§ What is needed
Please rewrite every line of the entries below as a Markdown table with the columns Row and Text. Number the rows in order and leave out blank lines.
# START OF Entries supplied
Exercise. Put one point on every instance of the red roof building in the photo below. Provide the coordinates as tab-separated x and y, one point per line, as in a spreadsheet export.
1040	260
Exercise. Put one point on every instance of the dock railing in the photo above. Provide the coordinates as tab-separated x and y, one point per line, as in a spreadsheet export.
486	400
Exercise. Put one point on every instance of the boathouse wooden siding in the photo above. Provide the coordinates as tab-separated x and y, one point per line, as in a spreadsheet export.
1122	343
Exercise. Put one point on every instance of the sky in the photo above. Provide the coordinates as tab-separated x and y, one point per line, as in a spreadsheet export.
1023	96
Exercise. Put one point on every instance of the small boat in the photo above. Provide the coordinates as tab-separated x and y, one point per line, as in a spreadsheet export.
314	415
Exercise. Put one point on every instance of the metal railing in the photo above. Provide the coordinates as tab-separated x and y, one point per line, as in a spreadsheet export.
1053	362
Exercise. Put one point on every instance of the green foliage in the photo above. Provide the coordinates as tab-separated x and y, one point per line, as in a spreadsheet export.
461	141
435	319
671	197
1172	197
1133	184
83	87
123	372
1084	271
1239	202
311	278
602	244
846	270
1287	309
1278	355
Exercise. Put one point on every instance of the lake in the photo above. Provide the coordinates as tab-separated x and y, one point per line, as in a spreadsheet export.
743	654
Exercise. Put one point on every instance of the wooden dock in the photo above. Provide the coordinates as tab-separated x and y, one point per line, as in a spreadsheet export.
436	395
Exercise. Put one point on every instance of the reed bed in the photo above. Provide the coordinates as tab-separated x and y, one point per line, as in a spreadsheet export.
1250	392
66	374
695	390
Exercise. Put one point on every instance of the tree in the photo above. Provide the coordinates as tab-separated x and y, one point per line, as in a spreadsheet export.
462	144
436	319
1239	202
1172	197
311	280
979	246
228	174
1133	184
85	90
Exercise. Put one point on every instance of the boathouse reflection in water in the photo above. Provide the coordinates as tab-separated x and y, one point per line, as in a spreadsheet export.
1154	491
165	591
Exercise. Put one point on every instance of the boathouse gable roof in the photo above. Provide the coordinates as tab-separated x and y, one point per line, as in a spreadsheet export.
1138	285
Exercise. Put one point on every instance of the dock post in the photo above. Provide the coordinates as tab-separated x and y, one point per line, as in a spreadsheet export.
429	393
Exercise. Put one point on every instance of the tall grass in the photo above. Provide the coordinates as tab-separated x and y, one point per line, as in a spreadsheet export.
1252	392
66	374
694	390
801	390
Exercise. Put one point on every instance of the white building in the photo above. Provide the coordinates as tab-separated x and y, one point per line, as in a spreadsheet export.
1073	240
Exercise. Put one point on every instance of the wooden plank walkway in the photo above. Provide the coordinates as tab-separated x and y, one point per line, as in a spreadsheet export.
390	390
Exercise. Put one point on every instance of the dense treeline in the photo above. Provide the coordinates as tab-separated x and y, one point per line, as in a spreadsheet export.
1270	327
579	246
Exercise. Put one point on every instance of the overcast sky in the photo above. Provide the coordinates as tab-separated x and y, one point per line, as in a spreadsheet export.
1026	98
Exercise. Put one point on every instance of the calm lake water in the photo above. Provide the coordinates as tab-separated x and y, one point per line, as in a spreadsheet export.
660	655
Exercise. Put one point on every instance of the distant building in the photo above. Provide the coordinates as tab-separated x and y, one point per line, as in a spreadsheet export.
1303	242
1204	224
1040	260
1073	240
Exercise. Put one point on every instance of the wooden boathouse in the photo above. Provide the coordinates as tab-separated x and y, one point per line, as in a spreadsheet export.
# END OF Entries supplied
§ Written response
| Row | Text |
|---|---|
| 1 | Exercise. Put one point on every instance of the red roof building in the photo below. Provide the coordinates as tab-separated x and y, one point per line, as in a spreadsheet export. |
| 2 | 1040	260 |
| 3 | Exercise. Put one point on every instance of the dock railing in the photo above. Provide the coordinates as tab-separated x and y, one point per line, as in a spreadsheet export. |
| 4 | 486	400 |
| 5 | Exercise. Put one point on every instance of the boathouse wooden siding in the photo above. Provide the coordinates as tab-separated x and y, one point per line, as in a spreadsheet export. |
| 6 | 1122	343 |
| 7 | Exercise. Put one point on every instance of the sky in the photo above. Provide the coordinates as tab-separated x and y, one point per line, as in a spreadsheet export. |
| 8 | 1023	96 |
| 9 | Exercise. Put one point on every instance of the small boat in the photo above. Provide the coordinates as tab-separated x and y, one point per line, as in a spreadsheet export. |
| 10 | 314	415 |
| 11 | Exercise. Put one point on every instance of the metal railing in the photo above. Provide the coordinates as tab-separated x and y, one point per line, as in a spreadsheet export. |
| 12 | 1053	362 |
| 13 | Exercise. Put one point on every instance of the green foliage in the photo above. Provide the coordinates as tab-separated x and y, one point per line, as in a spreadsheet export. |
| 14 | 461	141 |
| 15 | 435	319 |
| 16 | 671	197 |
| 17 | 1172	197 |
| 18 | 1133	184 |
| 19 | 83	87 |
| 20 | 123	372 |
| 21 | 1084	271 |
| 22 | 1239	202 |
| 23 | 311	278 |
| 24 | 602	244 |
| 25 | 846	270 |
| 26 | 1287	309 |
| 27 | 1278	355 |
| 28 | Exercise. Put one point on every instance of the lake in the photo above. Provide the coordinates as tab-separated x and y, one point per line, as in a spreadsheet export. |
| 29 | 743	654 |
| 30 | Exercise. Put one point on every instance of the wooden dock in the photo above. Provide the coordinates as tab-separated x and y, one point per line, as in a spreadsheet export. |
| 31 | 436	395 |
| 32 | Exercise. Put one point on every instance of the reed bed in the photo above. Provide the coordinates as tab-separated x and y, one point per line, as in a spreadsheet export. |
| 33 | 1250	392 |
| 34 | 66	374 |
| 35 | 695	390 |
| 36 | Exercise. Put one point on every instance of the tree in the photo above. Provide the coordinates as tab-separated x and y, one point per line, as in a spreadsheet export. |
| 37 | 462	144 |
| 38 | 436	319 |
| 39 | 1239	202 |
| 40 | 1172	197 |
| 41 | 311	280 |
| 42 | 979	246 |
| 43 | 228	174 |
| 44 | 1133	184 |
| 45 | 85	90 |
| 46 | Exercise. Put one point on every instance of the boathouse reflection in water in the photo above. Provide the coordinates as tab-separated x and y, one point per line, as in a spreadsheet export. |
| 47 | 1154	491 |
| 48 | 165	591 |
| 49 | Exercise. Put one point on every instance of the boathouse gable roof in the photo above. Provide the coordinates as tab-separated x and y, one point per line, as in a spreadsheet export. |
| 50 | 1138	285 |
| 51 | Exercise. Put one point on every instance of the dock post in the photo above. Provide the coordinates as tab-separated x and y, one point per line, as in a spreadsheet export. |
| 52 | 429	393 |
| 53 | Exercise. Put one point on every instance of the tall grass in the photo above. Provide the coordinates as tab-separated x and y, one point per line, as in a spreadsheet export. |
| 54 | 1252	392 |
| 55 | 66	374 |
| 56 | 694	390 |
| 57 | 801	390 |
| 58 | Exercise. Put one point on every instance of the white building in the photo above. Provide the coordinates as tab-separated x and y, one point per line, as in a spreadsheet export. |
| 59 | 1073	240 |
| 60 | Exercise. Put one point on every instance of the wooden plank walkway in the photo above. Provide the coordinates as tab-separated x and y, one point per line, as in a spreadsheet export. |
| 61 | 390	390 |
| 62 | Exercise. Put one point on every instance of the dense treeline in the photo above. Provide the coordinates as tab-separated x and y, one point per line, as in a spreadsheet export. |
| 63 | 1270	327 |
| 64 | 579	246 |
| 65 | Exercise. Put one point on every instance of the overcast sky in the photo above. Provide the coordinates as tab-separated x and y, one point per line, as in a spreadsheet export. |
| 66 | 1026	98 |
| 67 | Exercise. Put one point on every instance of the calm lake water in the photo above. Provide the coordinates as tab-separated x and y, one point per line, as in a spreadsheet export. |
| 68 | 660	655 |
| 69 | Exercise. Put one point on every instance of the distant building in the photo above. Provide the coordinates as tab-separated x and y, one point per line, as in a spreadsheet export. |
| 70 | 1303	242 |
| 71 | 1204	224 |
| 72 | 1040	260 |
| 73 | 1073	240 |
| 74 | Exercise. Put one point on every instance of the wooden boathouse in the photo above. Provide the coordinates as tab-separated x and y, one point per line, as in a spreadsheet export. |